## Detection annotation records
------

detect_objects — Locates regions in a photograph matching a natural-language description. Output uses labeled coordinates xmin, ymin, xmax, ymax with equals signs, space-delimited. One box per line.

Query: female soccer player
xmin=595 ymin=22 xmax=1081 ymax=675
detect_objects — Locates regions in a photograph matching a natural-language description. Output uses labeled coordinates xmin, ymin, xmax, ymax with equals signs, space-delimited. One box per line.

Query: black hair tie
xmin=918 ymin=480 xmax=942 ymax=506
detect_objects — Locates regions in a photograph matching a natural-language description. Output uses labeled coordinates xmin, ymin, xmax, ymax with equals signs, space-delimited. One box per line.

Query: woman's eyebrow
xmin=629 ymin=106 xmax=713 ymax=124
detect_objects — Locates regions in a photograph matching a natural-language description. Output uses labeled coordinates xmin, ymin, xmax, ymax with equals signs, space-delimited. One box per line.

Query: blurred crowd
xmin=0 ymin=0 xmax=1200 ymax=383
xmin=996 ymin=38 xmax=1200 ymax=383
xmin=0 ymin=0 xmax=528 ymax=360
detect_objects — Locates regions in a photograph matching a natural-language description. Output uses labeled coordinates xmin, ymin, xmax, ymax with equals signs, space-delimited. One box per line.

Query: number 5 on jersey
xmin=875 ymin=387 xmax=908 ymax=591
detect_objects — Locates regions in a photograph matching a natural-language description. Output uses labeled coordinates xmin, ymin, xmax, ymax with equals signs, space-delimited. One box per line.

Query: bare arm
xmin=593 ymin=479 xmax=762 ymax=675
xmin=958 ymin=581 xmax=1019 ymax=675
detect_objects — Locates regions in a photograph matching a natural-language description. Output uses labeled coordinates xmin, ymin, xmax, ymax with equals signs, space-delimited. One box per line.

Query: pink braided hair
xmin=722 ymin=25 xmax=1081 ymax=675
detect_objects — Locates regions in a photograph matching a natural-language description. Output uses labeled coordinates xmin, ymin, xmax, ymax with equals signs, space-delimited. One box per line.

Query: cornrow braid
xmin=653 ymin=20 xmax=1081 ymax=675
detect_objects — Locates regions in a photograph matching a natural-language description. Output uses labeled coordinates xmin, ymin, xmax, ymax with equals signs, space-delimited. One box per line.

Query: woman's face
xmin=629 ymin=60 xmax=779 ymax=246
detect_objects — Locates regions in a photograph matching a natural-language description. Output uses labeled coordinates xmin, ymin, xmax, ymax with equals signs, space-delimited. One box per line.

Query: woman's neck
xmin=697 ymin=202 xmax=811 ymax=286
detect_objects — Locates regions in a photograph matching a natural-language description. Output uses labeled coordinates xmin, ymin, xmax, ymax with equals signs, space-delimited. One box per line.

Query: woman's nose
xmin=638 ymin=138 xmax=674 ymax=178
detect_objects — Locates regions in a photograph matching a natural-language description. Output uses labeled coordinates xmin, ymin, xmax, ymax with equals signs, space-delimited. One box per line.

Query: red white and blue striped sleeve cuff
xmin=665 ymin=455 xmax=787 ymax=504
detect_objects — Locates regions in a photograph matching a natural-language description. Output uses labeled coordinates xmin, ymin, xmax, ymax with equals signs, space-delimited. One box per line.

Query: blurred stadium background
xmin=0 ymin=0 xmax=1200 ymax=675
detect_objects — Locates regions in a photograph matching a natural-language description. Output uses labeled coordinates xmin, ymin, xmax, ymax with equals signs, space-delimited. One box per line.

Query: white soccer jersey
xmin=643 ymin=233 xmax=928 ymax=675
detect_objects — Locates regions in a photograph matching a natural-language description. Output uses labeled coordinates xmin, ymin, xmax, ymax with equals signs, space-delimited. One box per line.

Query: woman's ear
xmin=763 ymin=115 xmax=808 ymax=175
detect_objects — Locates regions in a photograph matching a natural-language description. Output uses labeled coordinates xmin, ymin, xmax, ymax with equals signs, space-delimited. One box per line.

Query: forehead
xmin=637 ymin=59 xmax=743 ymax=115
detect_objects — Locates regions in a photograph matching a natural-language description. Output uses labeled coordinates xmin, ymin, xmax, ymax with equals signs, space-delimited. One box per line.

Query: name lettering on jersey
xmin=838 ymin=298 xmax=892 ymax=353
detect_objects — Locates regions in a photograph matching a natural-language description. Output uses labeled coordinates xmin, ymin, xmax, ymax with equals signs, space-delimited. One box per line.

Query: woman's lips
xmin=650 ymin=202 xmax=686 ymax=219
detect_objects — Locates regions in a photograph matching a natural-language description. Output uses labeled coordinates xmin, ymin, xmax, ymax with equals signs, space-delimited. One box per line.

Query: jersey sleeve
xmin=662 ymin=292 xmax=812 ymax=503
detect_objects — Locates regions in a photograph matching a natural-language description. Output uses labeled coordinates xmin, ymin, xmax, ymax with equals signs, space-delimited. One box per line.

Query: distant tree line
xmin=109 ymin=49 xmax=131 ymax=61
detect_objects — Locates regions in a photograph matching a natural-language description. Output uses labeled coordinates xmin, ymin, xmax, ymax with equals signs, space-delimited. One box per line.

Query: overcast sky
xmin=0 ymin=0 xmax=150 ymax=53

------

## Directions
Extract each line above that contains the string "white".

## Expected answer
Query: red white and blue striped sleeve cuff
Query: white soccer jersey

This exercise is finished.